→ **What the task requires**
Turn every line of the items below into a numbered list, skipping blank lines, and leave the pictures out.

→ **Source records**
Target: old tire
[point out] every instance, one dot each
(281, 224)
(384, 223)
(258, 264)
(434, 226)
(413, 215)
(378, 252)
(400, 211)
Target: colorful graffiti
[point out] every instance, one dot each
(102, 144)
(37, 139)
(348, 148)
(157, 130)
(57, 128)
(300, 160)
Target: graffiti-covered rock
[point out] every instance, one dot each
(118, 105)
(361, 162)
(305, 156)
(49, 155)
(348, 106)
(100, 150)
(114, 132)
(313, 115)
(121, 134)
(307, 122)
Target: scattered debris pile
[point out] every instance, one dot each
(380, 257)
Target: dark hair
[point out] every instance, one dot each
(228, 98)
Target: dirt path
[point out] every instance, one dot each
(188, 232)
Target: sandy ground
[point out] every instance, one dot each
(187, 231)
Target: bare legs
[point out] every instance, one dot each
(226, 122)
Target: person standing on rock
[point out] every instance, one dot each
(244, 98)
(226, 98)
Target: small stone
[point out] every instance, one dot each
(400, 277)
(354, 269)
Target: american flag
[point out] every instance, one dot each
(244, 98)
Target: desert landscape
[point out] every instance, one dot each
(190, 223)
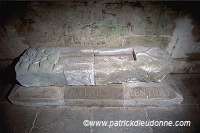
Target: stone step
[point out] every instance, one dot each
(164, 93)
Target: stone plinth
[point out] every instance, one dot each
(62, 66)
(164, 93)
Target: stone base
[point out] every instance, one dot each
(164, 93)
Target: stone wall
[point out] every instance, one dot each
(172, 26)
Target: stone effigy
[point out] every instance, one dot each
(88, 76)
(61, 66)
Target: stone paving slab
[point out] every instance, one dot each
(116, 95)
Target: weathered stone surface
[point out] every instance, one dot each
(164, 93)
(62, 66)
(149, 64)
(36, 96)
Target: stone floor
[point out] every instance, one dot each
(63, 119)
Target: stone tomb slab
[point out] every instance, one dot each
(164, 93)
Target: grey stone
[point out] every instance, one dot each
(111, 95)
(61, 66)
(34, 96)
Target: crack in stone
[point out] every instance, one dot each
(33, 124)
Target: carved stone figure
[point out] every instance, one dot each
(61, 66)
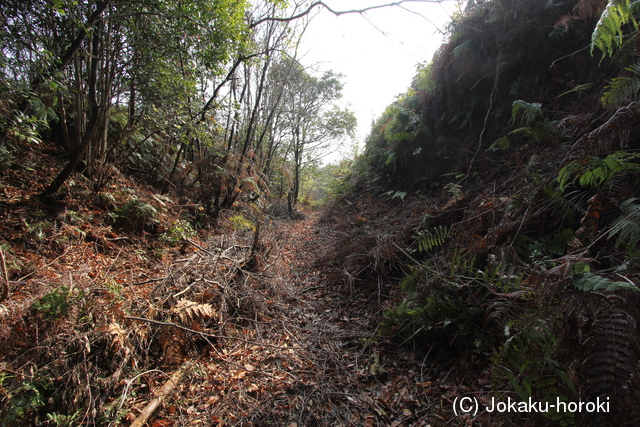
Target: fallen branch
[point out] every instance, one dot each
(4, 292)
(207, 335)
(166, 390)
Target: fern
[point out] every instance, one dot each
(527, 361)
(613, 361)
(623, 90)
(593, 171)
(529, 112)
(627, 226)
(608, 34)
(435, 238)
(190, 311)
(592, 282)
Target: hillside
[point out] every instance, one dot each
(500, 194)
(155, 270)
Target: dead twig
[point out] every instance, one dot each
(166, 390)
(208, 335)
(4, 292)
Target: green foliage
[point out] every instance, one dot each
(431, 239)
(25, 128)
(530, 116)
(623, 90)
(137, 212)
(241, 223)
(609, 32)
(527, 361)
(594, 172)
(22, 400)
(179, 230)
(528, 112)
(396, 194)
(627, 226)
(54, 305)
(587, 282)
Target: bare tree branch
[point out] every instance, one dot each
(337, 12)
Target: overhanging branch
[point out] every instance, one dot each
(337, 12)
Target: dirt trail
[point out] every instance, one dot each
(309, 358)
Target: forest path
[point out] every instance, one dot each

→ **Answer to the exercise**
1. Target: old tire
2. [point out] every instance, one dot each
3. (281, 224)
4. (384, 223)
5. (258, 264)
6. (434, 226)
7. (413, 215)
8. (378, 252)
9. (400, 211)
10. Target: colorful graffiti
11. [point out] every instance, one dot each
12. (102, 144)
13. (37, 139)
14. (348, 148)
15. (157, 130)
16. (57, 128)
17. (300, 160)
18. Target: graffiti-covered rock
19. [point out] every instance, one dot each
20. (118, 105)
21. (361, 162)
22. (305, 156)
23. (49, 155)
24. (348, 106)
25. (100, 150)
26. (114, 132)
27. (313, 115)
28. (121, 134)
29. (307, 122)
30. Target: scattered debris pile
31. [point out] every instance, one dot each
32. (380, 257)
33. Target: dark hair
34. [point out] every instance, one dot each
35. (228, 98)
36. Target: dirt path
37. [point out] every instance, one dot each
38. (188, 232)
39. Target: sandy ground
40. [point out] every instance, one dot each
41. (187, 231)
42. Target: bare legs
43. [point out] every instance, one dot each
44. (226, 122)
45. Target: person standing on rock
46. [point out] every instance, one dot each
47. (244, 98)
48. (226, 98)
49. Target: small stone
50. [point out] every instance, one dot each
51. (400, 277)
52. (354, 269)
53. Target: american flag
54. [point out] every instance, one dot each
55. (244, 98)
56. Target: desert landscape
57. [point out] every instance, one dot each
58. (190, 223)
59. Target: stone step
60. [point out] every instance, one dot each
61. (164, 93)
62. Target: stone plinth
63. [point out] every instance, one dot each
64. (62, 66)
65. (164, 93)
66. Target: stone base
67. [point out] every instance, one dot each
68. (164, 93)
69. Target: stone wall
70. [point out] every instance, one dot each
71. (172, 26)
72. Target: stone effigy
73. [point out] every instance, one dot each
74. (88, 76)
75. (61, 66)
76. Target: stone paving slab
77. [point out] every instance, one dot each
78. (116, 95)
79. Target: weathered stone surface
80. [point out] every instance, one dot each
81. (164, 93)
82. (62, 66)
83. (149, 64)
84. (36, 96)
85. Target: stone floor
86. [point out] every instance, one dot each
87. (63, 119)
88. Target: stone tomb slab
89. [point out] every instance, one dot each
90. (164, 93)
91. Target: grey stone
92. [point out] every instance, one dot each
93. (111, 95)
94. (61, 66)
95. (34, 96)
96. Target: crack in stone
97. [point out] every instance, one dot each
98. (33, 124)
99. Target: carved stone figure
100. [point out] every instance, one dot each
101. (61, 66)
102. Target: fallen branch
103. [point out] every instance, one dot each
104. (4, 292)
105. (207, 335)
106. (166, 390)
107. Target: fern
108. [point out] every instance, one dot each
109. (527, 361)
110. (613, 361)
111. (623, 90)
112. (593, 171)
113. (529, 112)
114. (627, 226)
115. (608, 34)
116. (435, 238)
117. (190, 311)
118. (592, 282)
119. Target: hillside
120. [point out] every instance, one dot each
121. (500, 194)
122. (155, 270)
123. Target: dead twig
124. [point out] every instance, one dot each
125. (166, 390)
126. (208, 335)
127. (4, 292)
128. Target: green foliage
129. [point out] every instance, one dot each
130. (431, 239)
131. (25, 128)
132. (530, 116)
133. (623, 90)
134. (137, 212)
135. (241, 223)
136. (609, 32)
137. (527, 361)
138. (594, 172)
139. (22, 400)
140. (179, 230)
141. (528, 112)
142. (396, 194)
143. (627, 226)
144. (54, 305)
145. (587, 282)
146. Target: bare tree branch
147. [point out] every instance, one dot each
148. (337, 12)
149. Target: overhanging branch
150. [point out] every instance, one dot each
151. (337, 12)
152. Target: dirt trail
153. [point out] every instance, one dot each
154. (309, 358)
155. Target: forest path
156. [point out] every instance, one dot each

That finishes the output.